▸ **Page extract**:
○ ○ ○ ○ ○
Although his book was written before the September 11 attacks, John Coffey explicitly compares the English fear of the Popish Plot to Islamophobia in the contemporary Western world. Among the Muslims imprisoned in the Guantanamo Bay detention camp there also were Mehdi Ghezali and Murat Kurnaz who could not have been found to have any connections with terrorism, but had traveled to Afghanistan and Pakistan because of their religious interests.

The United States submits an annual report on religious freedom and persecution to the Congress containing data it has collected from U.S. embassies around the world in collaboration with the Office of International Religious Freedom and other relevant U.S. government and non-governmental institutions. The data is available to the public. The 2018 study details, country by country, the violations of religious freedom taking place in approximately 75% of the 195 countries in the world. Between 2007 and 2017, the PEW organization found that “Christians experienced harassment by governments or social groups in the largest number of countries”–144 countries–but that it is almost equal to the number of countries (142) in which Muslims experience harassment.

There are no religious groups free of harassment somewhere in the contemporary world. Klaus Wetzel, an expert on religious persecution for the German Bundestag, the House of Lords, the US House of Representatives, the European Parliament, and the International Institute for Religious Freedom, explains that “In around a quarter of all countries in the world, the restrictions imposed by governments, or hostilities towards one or more religious groups, are high or very high. Some of the most populous countries in the world belong to this group, such as China, India, Indonesia and Pakistan. Therefore, around three quarters of the world’s population live in them.”

At the symposium on law and religion in 2014, Michelle Mack said: “Despite what appears to be a near-universal expression of commitment to religious human rights, the frequency-and severity-of religious persecution worldwide is staggering. Although it is impossible to determine with certainty the exact numbers of people persecuted for their faith or religious affiliation, it is unquestioned that “violations of freedom of religion and belief, including acts of severe persecution, occur with fearful frequency.” She quotes Irwin Colter, human rights advocate and author as saying “[F]reedom of religion remains the most persistently violated human right in the annals of the species.”

Despite the ubiquitous nature of religious persecution, the traditional human rights community typically chooses to emphasize “more tangible encroachments on human dignity,” such as violations based on race, gender, and class using national, ethnic, and linguistic groupings instead.
○ ○ ○ ○ ○
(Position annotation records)
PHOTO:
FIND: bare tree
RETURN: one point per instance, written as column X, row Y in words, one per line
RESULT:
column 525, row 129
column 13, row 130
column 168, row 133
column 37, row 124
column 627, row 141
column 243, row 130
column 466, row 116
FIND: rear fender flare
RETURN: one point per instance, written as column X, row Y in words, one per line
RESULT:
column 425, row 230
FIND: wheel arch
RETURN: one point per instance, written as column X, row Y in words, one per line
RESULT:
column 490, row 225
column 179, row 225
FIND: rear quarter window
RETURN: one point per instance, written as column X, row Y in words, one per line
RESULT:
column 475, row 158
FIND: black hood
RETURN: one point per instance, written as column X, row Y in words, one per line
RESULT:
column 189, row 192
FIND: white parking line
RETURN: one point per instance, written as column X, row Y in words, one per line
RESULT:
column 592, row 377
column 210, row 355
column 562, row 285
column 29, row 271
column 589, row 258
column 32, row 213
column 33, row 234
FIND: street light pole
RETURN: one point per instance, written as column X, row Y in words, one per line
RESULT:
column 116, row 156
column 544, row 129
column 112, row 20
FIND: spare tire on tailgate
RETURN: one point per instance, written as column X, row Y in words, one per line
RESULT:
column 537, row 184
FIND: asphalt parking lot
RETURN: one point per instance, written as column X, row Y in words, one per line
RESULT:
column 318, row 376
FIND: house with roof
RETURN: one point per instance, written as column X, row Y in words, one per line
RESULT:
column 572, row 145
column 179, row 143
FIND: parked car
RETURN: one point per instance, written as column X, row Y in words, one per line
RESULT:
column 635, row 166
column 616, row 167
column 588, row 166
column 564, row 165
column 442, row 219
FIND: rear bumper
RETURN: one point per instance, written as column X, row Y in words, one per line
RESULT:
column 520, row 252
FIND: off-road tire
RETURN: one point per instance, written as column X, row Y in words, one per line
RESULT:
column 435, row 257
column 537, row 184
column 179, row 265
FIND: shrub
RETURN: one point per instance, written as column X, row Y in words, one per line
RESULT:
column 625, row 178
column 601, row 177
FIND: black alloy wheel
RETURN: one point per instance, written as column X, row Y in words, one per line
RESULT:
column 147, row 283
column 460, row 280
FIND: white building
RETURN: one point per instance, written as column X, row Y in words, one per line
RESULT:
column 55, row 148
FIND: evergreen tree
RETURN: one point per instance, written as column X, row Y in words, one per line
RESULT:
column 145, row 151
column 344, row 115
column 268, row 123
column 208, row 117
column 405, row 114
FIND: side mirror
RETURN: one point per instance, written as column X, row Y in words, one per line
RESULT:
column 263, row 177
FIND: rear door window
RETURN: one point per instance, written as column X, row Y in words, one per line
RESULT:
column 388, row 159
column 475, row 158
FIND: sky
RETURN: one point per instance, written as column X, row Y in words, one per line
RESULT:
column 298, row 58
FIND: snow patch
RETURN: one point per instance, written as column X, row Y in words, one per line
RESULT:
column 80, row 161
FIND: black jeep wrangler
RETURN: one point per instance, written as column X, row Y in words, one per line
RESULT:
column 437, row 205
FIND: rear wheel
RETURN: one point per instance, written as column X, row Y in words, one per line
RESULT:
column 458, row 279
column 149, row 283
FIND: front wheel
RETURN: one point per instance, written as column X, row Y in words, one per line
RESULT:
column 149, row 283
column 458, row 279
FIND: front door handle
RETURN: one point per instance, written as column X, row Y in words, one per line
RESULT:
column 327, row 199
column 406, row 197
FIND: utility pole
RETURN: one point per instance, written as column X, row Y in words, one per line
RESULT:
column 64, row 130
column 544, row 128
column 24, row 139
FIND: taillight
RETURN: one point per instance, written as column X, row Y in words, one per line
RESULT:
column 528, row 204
○ ○ ○ ○ ○
▸ **Prompt 1**: Print the portion of the passage on religious persecution between "Despite the ubiquitous" and "linguistic groupings instead.", inclusive.
▸ **Prompt 2**: Write the next part of the passage on religious persecution, picking up after its final sentence.

▸ **Answer 1**:
Despite the ubiquitous nature of religious persecution, the traditional human rights community typically chooses to emphasize “more tangible encroachments on human dignity,” such as violations based on race, gender, and class using national, ethnic, and linguistic groupings instead.

▸ **Answer 2**:
By religion

Persecutions of atheists

Main article: Discrimination against atheists

Used before the 18th century as an insult, atheism was punishable by death in ancient Greece and ancient Israel, as well as in the Christian and Muslim worlds during the Middle Ages. Today, atheism is punishable by death in 13 countries (Afghanistan, Iran, Malaysia, the Maldives, Mauritania, Nigeria, Pakistan, Qatar, Saudi Arabia, Somalia, Sudan, the United Arab Emirates and Yemen), all of them Muslim, while “the overwhelming majority” of the 192 United Nations member countries “at best discriminate against citizens who have no belief in a god and at worst they can jail them for offences which are dubbed blasphemy”.

State atheism

Main article: State atheism

State atheism has been defined by David Kowalewski as the official “promotion of atheism” by a government, typically by the active suppression of religious freedom and practice. It is a misnomer which is used in reference to a government’s anti-clericalism, its opposition to religious institutional power and influence, whether it is real or alleged, in all aspects of public and political life, including the involvement of religion in the everyday life of the citizen.

State atheism was first practised for a brief period in Revolutionary France and later it was practiced in Revolutionary Mexico and Communist states. The Soviet Union had a long history of state atheism, in which social success largely required individuals to profess atheism, stay away from churches and even vandalize them; this attitude was especially militant during the middle Stalinist era from 1929–1939. The Soviet Union attempted to suppress religion over wide areas of its influence, including places like central Asia, and the post-World War II Eastern bloc. One state within that bloc, the Socialist People’s Republic of Albania under Enver Hoxha, went so far as to officially ban all religious practices.

Persecution of Buddhists

Main articles: Persecution of Buddhists

Persecution of Buddhists was a widespread phenomenon throughout the history of Buddhism lasting to this day, beginning as early as the 3rd century AD by the Zoroastrian Sassanid Empire. Anti-Buddhist sentiments in Imperial China between the 5th and 10th century led to the Four Buddhist Persecutions in China of which the Great Anti-Buddhist Persecution of 845 was probably the most severe. In the 20th century Buddhists were persecuted by Asian communist states and parties, Imperial Japan and by the Kuomintang among others.

Persecution of Christians

Main articles: Persecution of Christians and History of Christian thought on persecution and tolerance

The St. Bartholomew's Day massacre of French Protestants in 1572

The St. Bartholomew’s Day massacre of French Protestants in 1572

The persecution of Christians is for the most part, historical. Even from the beginnings of the religion as a movement within Judaism, Early Christians were persecuted for their faith at the hands of both Jews and the Roman Empire, which controlled much of the areas where Christianity was first distributed. This continued from the first century until the early fourth, when the religion was legalised by the Edict of Milan, eventually becoming the State church of the Roman Empire.

Today, Christians are persecuted in Iran for proselytising. Proselytising is illegal in Iran.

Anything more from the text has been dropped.